> EXERCISE OBJECTIVE
Transcribe the passage on the Rachel Dolezal case word for word, starting with "The strange Rachael" and going on through "choice around race.".

The strange Rachael Dolezal saga has opened the door to a world’s worth of hot takes and perspectives. Author and poet Clint Smith stopped by Big Think recently and explained why he sees a major separation between Dolezal and the African-Americans she seeks to identify with. The freedom to go from identifying as white to black isn’t afforded to blacks who would want to identify as white.

Clint Smith: The Rachel Dolezal case and phenomenon is interesting. Part of me finds it very silly. People have been talking about this idea of transracial like if you’re comparing her to Caitlyn Jenner and saying, you know, well if someone can choose, can say that they were born feeling a woman or born feeling a man in a woman’s body or what have you. Then if they can make that choice, shouldn’t someone still be able to make that choice around race.

> SUPPLIED MATERIAL

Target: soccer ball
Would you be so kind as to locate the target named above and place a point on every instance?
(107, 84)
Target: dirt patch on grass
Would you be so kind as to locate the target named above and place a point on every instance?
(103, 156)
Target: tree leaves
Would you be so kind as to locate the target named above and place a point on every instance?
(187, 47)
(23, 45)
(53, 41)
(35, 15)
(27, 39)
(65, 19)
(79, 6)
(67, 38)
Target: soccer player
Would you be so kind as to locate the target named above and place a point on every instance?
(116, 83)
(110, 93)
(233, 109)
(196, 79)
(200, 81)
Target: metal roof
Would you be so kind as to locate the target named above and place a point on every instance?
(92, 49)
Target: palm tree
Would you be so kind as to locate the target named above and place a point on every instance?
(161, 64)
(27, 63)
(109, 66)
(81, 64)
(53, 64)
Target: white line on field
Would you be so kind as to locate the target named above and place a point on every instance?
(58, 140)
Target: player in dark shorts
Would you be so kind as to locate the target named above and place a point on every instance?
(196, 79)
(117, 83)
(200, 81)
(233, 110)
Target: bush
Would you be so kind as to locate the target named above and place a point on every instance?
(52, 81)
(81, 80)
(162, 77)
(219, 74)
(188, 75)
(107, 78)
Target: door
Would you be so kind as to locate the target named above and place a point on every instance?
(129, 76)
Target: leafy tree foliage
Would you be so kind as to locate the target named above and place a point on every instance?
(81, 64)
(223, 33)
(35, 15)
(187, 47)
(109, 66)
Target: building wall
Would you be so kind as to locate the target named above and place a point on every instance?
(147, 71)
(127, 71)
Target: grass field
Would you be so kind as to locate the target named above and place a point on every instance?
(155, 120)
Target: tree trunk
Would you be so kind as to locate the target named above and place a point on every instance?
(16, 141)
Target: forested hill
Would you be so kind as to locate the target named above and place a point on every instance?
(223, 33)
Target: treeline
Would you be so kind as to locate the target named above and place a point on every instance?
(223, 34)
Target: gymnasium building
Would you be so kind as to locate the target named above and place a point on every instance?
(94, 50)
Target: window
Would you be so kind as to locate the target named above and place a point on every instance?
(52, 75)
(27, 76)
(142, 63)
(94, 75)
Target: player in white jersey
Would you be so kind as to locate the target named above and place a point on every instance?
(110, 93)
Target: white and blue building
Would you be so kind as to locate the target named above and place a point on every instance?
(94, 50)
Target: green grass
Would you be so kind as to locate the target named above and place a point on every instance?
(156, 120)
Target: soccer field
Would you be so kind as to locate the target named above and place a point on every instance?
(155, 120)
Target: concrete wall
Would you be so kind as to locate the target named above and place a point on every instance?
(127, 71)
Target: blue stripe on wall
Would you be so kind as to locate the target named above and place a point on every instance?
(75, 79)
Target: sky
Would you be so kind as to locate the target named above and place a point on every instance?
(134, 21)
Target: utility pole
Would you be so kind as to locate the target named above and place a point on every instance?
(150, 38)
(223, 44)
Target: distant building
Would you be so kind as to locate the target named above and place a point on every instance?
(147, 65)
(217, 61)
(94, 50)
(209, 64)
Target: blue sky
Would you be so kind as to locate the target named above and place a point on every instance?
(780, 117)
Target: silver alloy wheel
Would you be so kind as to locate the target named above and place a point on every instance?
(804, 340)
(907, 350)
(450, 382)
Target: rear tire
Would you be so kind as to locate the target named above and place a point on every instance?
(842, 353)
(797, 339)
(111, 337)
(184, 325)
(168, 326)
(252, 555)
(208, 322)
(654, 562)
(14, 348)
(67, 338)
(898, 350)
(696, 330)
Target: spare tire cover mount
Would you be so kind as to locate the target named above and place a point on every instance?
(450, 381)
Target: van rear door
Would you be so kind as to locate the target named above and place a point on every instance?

> THE SOLUTION
The strange Rachael Dolezal saga has opened the door to a world’s worth of hot takes and perspectives. Author and poet Clint Smith stopped by Big Think recently and explained why he sees a major separation between Dolezal and the African-Americans she seeks to identify with. The freedom to go from identifying as white to black isn’t afforded to blacks who would want to identify as white.

Clint Smith: The Rachel Dolezal case and phenomenon is interesting. Part of me finds it very silly. People have been talking about this idea of transracial like if you’re comparing her to Caitlyn Jenner and saying, you know, well if someone can choose, can say that they were born feeling a woman or born feeling a man in a woman’s body or what have you. Then if they can make that choice, shouldn’t someone still be able to make that choice around race.